### Provided records
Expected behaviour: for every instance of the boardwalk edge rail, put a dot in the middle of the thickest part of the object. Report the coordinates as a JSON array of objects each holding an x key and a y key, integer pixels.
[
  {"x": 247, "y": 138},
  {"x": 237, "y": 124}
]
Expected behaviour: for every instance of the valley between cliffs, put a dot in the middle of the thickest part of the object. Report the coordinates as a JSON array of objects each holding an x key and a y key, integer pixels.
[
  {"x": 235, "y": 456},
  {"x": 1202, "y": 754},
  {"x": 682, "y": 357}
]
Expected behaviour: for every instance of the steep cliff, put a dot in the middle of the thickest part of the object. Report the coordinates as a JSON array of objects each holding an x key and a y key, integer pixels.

* * *

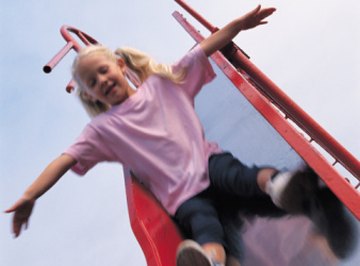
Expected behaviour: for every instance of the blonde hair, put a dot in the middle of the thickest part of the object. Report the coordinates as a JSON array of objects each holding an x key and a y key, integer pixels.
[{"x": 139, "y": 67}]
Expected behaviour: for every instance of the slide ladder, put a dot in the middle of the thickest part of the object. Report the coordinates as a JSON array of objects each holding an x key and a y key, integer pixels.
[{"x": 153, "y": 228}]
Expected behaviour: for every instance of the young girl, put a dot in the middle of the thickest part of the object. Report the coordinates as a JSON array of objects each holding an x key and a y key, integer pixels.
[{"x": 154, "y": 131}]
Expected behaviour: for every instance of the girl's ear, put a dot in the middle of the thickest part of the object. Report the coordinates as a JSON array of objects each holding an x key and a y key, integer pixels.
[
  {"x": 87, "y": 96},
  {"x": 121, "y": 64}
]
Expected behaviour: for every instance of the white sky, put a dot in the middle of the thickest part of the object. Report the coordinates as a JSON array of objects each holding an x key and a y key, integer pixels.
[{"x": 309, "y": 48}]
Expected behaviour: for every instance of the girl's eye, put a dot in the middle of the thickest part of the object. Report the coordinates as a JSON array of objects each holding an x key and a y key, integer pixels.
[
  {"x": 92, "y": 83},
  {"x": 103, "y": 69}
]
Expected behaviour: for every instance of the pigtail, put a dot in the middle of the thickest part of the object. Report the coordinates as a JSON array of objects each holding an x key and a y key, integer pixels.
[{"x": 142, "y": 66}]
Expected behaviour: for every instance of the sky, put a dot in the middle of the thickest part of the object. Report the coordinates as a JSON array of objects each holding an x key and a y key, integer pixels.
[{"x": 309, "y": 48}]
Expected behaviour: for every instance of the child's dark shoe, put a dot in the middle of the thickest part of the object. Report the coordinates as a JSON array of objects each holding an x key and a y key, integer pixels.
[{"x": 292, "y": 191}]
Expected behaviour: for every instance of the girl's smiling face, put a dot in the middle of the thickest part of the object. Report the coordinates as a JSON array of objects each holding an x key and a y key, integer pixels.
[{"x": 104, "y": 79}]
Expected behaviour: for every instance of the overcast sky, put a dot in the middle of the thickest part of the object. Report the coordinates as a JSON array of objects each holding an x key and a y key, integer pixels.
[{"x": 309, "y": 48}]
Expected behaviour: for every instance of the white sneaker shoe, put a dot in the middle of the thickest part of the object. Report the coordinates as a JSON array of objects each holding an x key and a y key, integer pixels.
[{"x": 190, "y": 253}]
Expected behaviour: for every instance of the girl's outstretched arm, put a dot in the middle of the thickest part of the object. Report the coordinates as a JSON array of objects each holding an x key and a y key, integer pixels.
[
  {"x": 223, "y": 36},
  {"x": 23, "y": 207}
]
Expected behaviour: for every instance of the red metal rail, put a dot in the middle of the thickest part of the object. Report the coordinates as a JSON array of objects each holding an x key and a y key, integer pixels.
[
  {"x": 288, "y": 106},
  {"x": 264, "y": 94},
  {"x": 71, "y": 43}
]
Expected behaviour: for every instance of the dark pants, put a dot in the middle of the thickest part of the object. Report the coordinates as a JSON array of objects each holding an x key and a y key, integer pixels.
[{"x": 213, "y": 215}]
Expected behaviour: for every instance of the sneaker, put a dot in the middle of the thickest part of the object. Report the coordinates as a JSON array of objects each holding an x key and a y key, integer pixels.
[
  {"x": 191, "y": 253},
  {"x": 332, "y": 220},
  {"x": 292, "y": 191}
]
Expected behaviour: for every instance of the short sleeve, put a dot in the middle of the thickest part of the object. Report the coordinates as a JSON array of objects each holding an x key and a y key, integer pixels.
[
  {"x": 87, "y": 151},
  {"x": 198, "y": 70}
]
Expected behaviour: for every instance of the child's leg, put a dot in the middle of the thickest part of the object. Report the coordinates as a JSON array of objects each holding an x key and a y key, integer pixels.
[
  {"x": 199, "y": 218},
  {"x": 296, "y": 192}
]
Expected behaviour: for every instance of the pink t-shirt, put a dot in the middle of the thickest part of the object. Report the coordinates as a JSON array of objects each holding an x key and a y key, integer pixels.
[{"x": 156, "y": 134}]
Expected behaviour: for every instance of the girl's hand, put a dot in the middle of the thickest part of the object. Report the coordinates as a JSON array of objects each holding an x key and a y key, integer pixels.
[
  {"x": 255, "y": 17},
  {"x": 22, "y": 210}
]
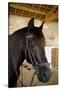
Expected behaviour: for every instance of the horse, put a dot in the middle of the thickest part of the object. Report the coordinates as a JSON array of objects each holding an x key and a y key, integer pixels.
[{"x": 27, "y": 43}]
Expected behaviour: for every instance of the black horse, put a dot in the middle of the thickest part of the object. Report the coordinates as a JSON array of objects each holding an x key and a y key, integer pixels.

### Aim of the exercise
Please print the lines above word for word, starting at the one with "Expected behaviour: for every instance of the girl's hand, put" and ending at the one with "Expected behaviour: for every instance of the black", both included, and without any picture.

### Solution to this task
Expected behaviour: for every instance of the girl's hand, put a dot in the middle of the thickest part of the object. Report the coordinates as a JSON array of objects each holding an x key and a y key, integer pixels.
[
  {"x": 255, "y": 17},
  {"x": 22, "y": 210}
]
Expected behaviour: for every instance of the horse, put a dot in the middle of the thickest part of the object. Report the coordinates as a JSON array of objects each holding an x key and a y key, integer pixels.
[{"x": 27, "y": 43}]
Expected behaviour: for every instance of the black horse, put a dot in the middle of the thickest part of the object. Report the coordinates as a JSON array of objects each holding an x key and a y key, integer pixels.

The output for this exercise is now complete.